▸ **EXERCISE TASKS**:
1 – Return, word for word, the part of the Great Dane service dog article from "Can a Great" up to and including "trainability among them.".
2 – List the reasons the Great Dane service dog article gives for why Great Danes are a popular breed.
━━ EXCERPTED PASSAGE
Can a Great Dane Be a Service Dog? Facts & FAQ

close up of a female brindle great dane dog

Seeing a Great Dane out for a walk with its owner is often a spectator sport; their amazing height always draws admiring attention from other people (and dogs)! They’re a popular breed for many reasons—intelligence, gentle nature, and easy trainability among them.

But how do Great Danes perform as service dogs? Very well, as a matter of fact! Please continue reading to learn more about why Great Danes work so well in service dog positions.

divider-paw What is a Service Dog?

Service dog is not a title that is earned easily by any breed of dog. There are strict regulations as to how they are trained and with whom they are placed. Service dogs perform a wide range of different tasks and work with people of all ages with various disabilities; they go through extensive training before being placed in a home environment.
━━━━
━━ EXTRACTED INFORMATION
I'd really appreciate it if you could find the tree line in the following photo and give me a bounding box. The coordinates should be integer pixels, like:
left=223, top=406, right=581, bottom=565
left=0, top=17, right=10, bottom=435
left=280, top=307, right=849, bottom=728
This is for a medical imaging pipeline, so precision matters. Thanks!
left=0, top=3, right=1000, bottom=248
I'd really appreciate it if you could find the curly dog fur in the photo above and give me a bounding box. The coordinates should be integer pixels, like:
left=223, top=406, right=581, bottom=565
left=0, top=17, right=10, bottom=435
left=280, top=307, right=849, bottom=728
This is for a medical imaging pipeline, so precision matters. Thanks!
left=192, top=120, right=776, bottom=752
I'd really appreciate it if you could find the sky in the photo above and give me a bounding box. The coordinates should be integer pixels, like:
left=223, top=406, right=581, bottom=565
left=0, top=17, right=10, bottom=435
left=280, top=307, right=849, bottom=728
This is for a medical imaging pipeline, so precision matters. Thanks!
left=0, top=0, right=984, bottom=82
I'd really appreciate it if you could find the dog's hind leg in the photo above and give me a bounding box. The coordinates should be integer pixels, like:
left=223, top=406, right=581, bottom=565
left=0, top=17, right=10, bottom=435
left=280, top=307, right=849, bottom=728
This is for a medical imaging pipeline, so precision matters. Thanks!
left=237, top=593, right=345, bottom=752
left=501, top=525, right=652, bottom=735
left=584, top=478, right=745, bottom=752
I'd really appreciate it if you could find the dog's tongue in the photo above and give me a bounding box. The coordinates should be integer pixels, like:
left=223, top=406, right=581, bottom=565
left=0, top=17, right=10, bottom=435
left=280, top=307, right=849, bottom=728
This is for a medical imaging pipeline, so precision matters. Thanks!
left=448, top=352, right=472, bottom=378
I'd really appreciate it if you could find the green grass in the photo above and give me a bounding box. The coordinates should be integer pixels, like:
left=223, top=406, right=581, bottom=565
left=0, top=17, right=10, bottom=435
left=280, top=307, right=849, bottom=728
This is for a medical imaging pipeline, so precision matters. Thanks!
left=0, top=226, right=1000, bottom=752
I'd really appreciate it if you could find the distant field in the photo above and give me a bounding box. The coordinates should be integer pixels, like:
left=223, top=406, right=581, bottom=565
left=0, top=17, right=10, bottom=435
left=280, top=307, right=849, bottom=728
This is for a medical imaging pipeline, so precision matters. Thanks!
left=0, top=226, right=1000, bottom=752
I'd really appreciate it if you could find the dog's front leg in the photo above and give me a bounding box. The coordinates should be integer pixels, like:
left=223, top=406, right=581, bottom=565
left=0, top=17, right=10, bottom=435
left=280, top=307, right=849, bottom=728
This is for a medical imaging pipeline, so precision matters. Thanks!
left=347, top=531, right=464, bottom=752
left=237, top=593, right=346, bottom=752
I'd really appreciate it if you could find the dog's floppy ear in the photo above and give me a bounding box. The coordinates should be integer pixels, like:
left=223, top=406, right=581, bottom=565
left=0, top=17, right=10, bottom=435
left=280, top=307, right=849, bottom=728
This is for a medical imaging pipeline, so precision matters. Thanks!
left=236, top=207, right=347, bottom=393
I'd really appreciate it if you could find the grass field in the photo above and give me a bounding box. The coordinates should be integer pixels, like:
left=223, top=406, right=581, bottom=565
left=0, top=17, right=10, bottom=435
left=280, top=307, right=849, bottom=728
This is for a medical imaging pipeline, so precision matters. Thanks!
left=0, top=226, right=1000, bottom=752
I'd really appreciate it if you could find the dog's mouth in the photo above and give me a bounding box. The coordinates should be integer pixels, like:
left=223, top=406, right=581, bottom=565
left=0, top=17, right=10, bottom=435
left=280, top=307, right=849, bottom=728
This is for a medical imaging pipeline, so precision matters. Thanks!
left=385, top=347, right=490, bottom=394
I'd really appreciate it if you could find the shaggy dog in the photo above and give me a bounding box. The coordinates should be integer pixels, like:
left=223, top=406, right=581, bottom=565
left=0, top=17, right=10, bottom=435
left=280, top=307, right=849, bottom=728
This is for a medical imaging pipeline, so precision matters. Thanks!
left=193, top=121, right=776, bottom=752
━━━━
▸ **WRITTEN RESPONSES**:
1 –
Can a Great Dane Be a Service Dog? Facts & FAQ

close up of a female brindle great dane dog

Seeing a Great Dane out for a walk with its owner is often a spectator sport; their amazing height always draws admiring attention from other people (and dogs)! They’re a popular breed for many reasons—intelligence, gentle nature, and easy trainability among them.

2 –
- intelligence
- gentle nature
- easy trainability